TASK STATEMENT:
Recast the material below as a JSON list of strings, one string for each line, with blank lines left out.

Bounding box annotation entries:
===
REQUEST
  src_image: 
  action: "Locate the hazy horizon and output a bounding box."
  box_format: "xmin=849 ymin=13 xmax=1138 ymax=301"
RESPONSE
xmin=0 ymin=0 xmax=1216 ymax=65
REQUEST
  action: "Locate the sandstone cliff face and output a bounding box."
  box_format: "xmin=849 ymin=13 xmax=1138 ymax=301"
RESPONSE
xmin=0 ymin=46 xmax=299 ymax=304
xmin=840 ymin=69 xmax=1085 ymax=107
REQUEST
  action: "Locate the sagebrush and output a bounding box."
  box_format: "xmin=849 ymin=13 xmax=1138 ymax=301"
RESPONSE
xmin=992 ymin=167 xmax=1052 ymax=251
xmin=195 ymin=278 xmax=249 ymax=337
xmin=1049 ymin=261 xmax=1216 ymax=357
===
TASK SOLUTION:
[
  "REQUEST",
  "  src_image: ",
  "  action: \"Locate the hazy horizon and output a bounding box.\"",
  "  box_format: \"xmin=849 ymin=13 xmax=1138 ymax=301\"",
  "RESPONSE",
  "xmin=0 ymin=0 xmax=1216 ymax=65",
  "REQUEST",
  "  action: \"Locate the sandstone cliff face and output a bounding box.\"",
  "  box_format: \"xmin=849 ymin=13 xmax=1138 ymax=301\"",
  "RESPONSE",
  "xmin=0 ymin=46 xmax=299 ymax=304",
  "xmin=840 ymin=69 xmax=1085 ymax=107",
  "REQUEST",
  "  action: \"Locate the sagebrush and output a bounding box.\"",
  "  box_format: \"xmin=849 ymin=13 xmax=1138 ymax=301\"",
  "RESPONSE",
  "xmin=992 ymin=167 xmax=1052 ymax=251",
  "xmin=195 ymin=278 xmax=249 ymax=337",
  "xmin=1049 ymin=261 xmax=1216 ymax=357"
]